DATASET RECORDS START

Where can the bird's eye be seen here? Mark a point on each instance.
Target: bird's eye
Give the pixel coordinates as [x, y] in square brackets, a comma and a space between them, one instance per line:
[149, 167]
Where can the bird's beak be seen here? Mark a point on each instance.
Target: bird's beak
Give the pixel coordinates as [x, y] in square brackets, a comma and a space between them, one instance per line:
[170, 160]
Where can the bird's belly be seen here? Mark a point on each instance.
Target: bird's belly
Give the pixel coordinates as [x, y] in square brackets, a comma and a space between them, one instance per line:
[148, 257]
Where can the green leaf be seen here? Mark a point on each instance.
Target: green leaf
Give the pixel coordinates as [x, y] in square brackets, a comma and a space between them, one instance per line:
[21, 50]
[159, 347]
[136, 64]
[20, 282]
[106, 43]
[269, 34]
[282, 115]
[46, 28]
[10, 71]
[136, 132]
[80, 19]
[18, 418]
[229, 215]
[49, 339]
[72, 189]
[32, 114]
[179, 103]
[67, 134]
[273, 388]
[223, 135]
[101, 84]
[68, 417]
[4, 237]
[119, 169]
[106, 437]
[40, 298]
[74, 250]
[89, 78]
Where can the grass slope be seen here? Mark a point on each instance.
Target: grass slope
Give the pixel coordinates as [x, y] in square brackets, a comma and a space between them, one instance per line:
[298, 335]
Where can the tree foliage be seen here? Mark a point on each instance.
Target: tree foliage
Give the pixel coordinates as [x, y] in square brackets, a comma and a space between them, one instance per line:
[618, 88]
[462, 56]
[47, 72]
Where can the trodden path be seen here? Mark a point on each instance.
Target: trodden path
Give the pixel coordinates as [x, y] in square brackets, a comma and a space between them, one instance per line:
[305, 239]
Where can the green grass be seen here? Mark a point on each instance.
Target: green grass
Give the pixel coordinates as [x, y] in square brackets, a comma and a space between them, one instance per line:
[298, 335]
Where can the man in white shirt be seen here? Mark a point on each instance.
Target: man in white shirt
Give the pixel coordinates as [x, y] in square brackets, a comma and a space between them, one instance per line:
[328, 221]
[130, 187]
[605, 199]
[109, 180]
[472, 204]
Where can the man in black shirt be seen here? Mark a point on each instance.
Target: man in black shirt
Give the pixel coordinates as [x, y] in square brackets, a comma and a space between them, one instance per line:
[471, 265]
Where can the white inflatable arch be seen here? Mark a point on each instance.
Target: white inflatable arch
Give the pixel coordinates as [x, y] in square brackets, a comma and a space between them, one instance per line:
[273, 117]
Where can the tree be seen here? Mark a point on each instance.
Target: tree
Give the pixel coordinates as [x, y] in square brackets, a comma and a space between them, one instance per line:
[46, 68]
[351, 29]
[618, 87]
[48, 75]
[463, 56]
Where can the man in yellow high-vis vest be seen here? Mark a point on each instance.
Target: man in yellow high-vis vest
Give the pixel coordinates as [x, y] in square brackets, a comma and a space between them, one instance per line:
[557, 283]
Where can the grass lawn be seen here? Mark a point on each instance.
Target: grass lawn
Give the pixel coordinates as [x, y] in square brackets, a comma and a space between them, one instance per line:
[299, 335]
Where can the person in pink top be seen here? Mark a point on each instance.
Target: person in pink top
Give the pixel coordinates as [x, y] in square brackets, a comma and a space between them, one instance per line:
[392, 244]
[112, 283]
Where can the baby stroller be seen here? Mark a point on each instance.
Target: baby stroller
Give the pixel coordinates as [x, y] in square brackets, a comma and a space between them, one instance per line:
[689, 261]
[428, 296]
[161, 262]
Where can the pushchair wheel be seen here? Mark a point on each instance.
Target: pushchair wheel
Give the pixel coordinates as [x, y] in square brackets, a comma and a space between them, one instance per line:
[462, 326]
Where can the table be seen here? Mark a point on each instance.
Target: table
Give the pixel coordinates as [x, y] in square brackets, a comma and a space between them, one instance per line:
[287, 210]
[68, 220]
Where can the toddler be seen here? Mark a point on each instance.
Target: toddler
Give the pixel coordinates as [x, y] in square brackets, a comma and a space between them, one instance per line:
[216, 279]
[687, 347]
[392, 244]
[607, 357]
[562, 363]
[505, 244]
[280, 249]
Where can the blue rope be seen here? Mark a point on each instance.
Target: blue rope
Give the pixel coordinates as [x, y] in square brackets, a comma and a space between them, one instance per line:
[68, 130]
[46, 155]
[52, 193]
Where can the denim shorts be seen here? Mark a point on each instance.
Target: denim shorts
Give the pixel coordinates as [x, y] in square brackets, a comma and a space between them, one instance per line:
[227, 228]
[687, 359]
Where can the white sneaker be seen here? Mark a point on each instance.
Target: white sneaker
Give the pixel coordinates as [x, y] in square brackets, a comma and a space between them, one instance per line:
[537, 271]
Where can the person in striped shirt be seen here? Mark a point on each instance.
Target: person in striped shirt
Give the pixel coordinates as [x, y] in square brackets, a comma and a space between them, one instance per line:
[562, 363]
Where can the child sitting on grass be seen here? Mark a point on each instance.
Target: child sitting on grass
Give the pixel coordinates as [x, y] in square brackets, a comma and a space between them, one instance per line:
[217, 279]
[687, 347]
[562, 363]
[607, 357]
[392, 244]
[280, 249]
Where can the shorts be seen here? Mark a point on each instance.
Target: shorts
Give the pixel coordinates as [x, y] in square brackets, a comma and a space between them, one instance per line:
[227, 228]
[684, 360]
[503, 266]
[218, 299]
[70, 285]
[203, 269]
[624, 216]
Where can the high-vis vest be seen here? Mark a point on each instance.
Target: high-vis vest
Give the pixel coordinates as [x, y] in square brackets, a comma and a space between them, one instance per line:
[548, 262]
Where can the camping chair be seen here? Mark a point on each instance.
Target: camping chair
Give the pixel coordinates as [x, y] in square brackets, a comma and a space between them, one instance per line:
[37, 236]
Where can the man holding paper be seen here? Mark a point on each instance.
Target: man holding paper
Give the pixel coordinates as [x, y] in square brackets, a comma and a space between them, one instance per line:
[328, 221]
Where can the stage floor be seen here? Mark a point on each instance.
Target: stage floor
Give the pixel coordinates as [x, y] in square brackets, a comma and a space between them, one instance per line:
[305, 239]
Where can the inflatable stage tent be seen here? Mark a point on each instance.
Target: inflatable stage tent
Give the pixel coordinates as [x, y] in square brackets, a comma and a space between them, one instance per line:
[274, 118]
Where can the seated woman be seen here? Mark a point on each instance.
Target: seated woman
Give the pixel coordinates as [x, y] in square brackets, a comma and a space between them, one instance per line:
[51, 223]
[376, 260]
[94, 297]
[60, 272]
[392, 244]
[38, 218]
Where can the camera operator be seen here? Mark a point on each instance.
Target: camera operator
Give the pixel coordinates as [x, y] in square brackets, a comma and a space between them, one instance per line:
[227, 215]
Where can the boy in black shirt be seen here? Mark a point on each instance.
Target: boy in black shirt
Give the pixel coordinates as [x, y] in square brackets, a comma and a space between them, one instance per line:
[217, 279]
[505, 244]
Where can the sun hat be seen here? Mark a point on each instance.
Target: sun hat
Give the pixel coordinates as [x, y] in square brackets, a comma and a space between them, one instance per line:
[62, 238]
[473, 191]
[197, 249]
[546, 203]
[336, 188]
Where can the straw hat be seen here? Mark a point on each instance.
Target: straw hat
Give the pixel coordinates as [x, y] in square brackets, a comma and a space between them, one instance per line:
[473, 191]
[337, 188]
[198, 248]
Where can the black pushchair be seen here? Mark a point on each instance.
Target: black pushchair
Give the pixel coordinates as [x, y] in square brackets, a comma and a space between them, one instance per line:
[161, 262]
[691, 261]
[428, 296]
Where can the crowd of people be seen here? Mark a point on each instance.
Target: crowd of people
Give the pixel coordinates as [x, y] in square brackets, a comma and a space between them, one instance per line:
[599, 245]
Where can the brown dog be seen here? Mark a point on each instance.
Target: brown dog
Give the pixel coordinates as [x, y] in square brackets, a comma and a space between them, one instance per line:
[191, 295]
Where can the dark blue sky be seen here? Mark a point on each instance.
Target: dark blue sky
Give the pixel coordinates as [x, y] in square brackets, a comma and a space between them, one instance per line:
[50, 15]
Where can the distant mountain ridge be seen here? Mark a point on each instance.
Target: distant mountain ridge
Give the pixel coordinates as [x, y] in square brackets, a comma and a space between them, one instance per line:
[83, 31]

DATASET RECORDS END

Looking at the data above, write out exactly the lines that start at the one containing "Where can the green leaf" and end at the one containing "Where can the tree foliage"; include both and nothing beyond.

◆ ANSWER FOR THE TASK
Where can the green leaf be seen here? Mark a point on each instance.
Target: green leaf
Give the pixel coordinates as [x, y] in square brackets, a comma and a space between them, one instance per line:
[21, 50]
[159, 347]
[136, 64]
[20, 282]
[106, 43]
[269, 34]
[282, 115]
[46, 28]
[10, 71]
[136, 132]
[80, 19]
[18, 418]
[229, 215]
[49, 339]
[72, 189]
[32, 114]
[179, 103]
[67, 134]
[273, 388]
[223, 135]
[101, 84]
[68, 417]
[4, 237]
[119, 169]
[106, 437]
[40, 298]
[74, 250]
[89, 78]
Where can the grass slope be seen here? Mark a point on each instance.
Target: grass slope
Give the pixel coordinates as [x, y] in square brackets, a comma and a space between them, one instance per line:
[298, 335]
Where can the tree foliage be seen here? Mark a point on each instance.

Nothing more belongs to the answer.